TASK REQUIREMENTS. Please repeat exactly, and only, the lines from the one containing "point: weathered plaster wall" through the end of the records below, with no pictures.

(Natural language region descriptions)
++++++++++

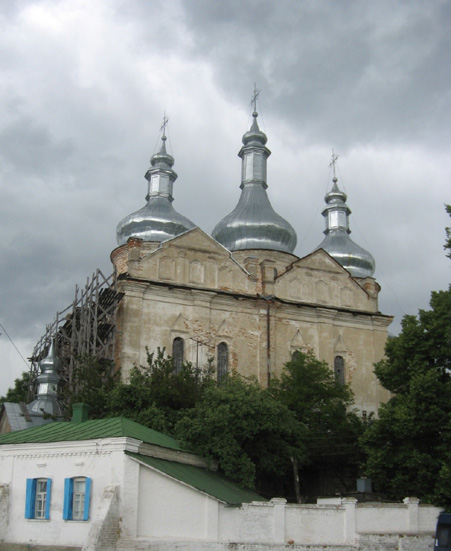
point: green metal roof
(90, 430)
(210, 482)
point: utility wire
(17, 350)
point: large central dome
(254, 224)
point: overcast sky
(84, 85)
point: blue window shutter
(87, 499)
(68, 492)
(47, 502)
(30, 498)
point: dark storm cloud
(81, 104)
(350, 72)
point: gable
(319, 279)
(193, 259)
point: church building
(239, 297)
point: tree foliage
(92, 381)
(447, 245)
(408, 447)
(252, 434)
(156, 395)
(308, 388)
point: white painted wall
(148, 506)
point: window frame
(70, 496)
(178, 353)
(31, 499)
(222, 351)
(339, 370)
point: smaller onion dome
(355, 259)
(254, 224)
(46, 401)
(157, 220)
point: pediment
(224, 329)
(297, 341)
(320, 260)
(180, 325)
(319, 279)
(340, 345)
(193, 259)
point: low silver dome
(254, 224)
(157, 220)
(47, 400)
(358, 261)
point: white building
(114, 485)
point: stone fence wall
(343, 525)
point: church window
(77, 495)
(37, 501)
(223, 360)
(178, 346)
(339, 370)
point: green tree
(408, 447)
(156, 395)
(308, 388)
(19, 392)
(447, 245)
(92, 381)
(250, 432)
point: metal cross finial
(164, 124)
(333, 162)
(255, 97)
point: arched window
(223, 360)
(339, 370)
(178, 346)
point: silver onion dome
(157, 220)
(358, 261)
(254, 224)
(46, 401)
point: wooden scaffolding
(85, 328)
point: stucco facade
(136, 506)
(263, 305)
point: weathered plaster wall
(193, 288)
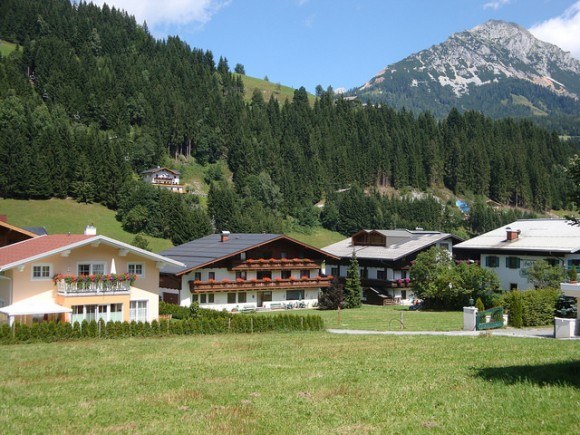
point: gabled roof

++++++++++

TASK SOLUTION.
point: weathered plaster wall
(193, 288)
point: gabled roof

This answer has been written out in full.